About this exercise — Print every line below exactly. Skip the pictures.

[Natural language region descriptions]
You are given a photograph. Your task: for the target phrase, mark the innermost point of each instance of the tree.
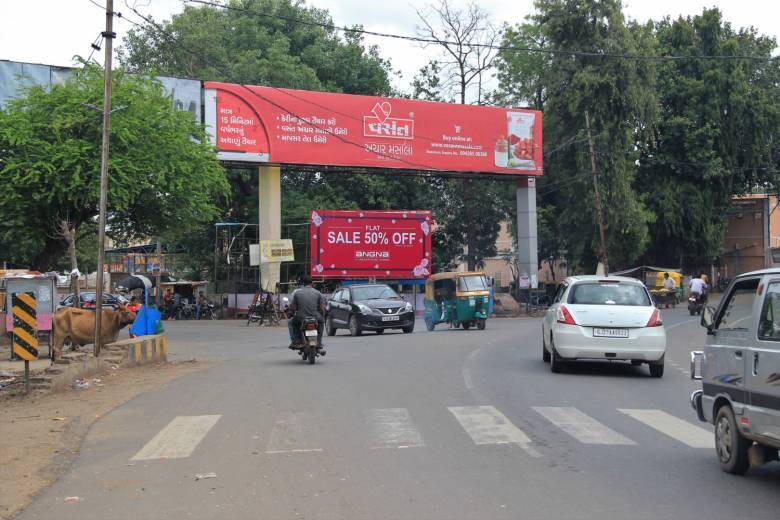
(466, 39)
(279, 43)
(716, 135)
(259, 42)
(163, 173)
(619, 95)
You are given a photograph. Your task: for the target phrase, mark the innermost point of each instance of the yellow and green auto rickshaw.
(457, 298)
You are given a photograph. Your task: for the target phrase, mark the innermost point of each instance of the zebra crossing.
(396, 428)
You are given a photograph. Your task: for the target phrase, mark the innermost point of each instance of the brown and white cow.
(78, 325)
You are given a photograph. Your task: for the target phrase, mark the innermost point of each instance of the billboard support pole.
(526, 230)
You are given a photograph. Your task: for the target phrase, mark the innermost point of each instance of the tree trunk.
(471, 232)
(69, 233)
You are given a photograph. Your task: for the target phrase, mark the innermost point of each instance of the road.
(447, 425)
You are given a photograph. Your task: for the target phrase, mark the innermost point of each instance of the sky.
(53, 31)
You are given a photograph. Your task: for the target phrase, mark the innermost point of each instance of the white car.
(603, 317)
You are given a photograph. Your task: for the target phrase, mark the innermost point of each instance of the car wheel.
(731, 446)
(329, 328)
(657, 368)
(556, 362)
(354, 327)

Task answer —
You are given a photograph. Your task: for the target phrase, mark the innermost point of each instance of the tree.
(466, 39)
(279, 43)
(716, 135)
(259, 42)
(163, 173)
(619, 95)
You are given a photograph. Your task: for the target phrase, mark the innermost point of each instance of the yellow and green auto rickshaw.
(457, 298)
You are given a photograph. Your task: for the target phrase, mark the innermost point of each instance of the zebra crossing.
(396, 428)
You are given a photograph. Your task: for the target phrase, mark the innermost point of each instance of the brown and white cow.
(78, 325)
You are given a photograph. Your task: for the target phrase, mark the innermost point of each instance of the billboard support pole.
(526, 230)
You are given a photograph. Your task: for the target phrase, mark the innermost point of each instance of the tree trunk.
(471, 232)
(69, 233)
You are given a photograph. Your task: for the target phrase, mark the innermost point of each instance of the road.
(447, 425)
You are given a photograph. Your task: for the target phrase, mark the innermost point of each instance of the sky.
(53, 31)
You are given a photograph. Your task: for the target phrase, mark the innermost point of each instance of the white car.
(603, 317)
You are given a photograph. Your task: for the target phrase, mark the innermost point of each instance of the car wheel.
(731, 446)
(329, 328)
(657, 368)
(556, 362)
(354, 327)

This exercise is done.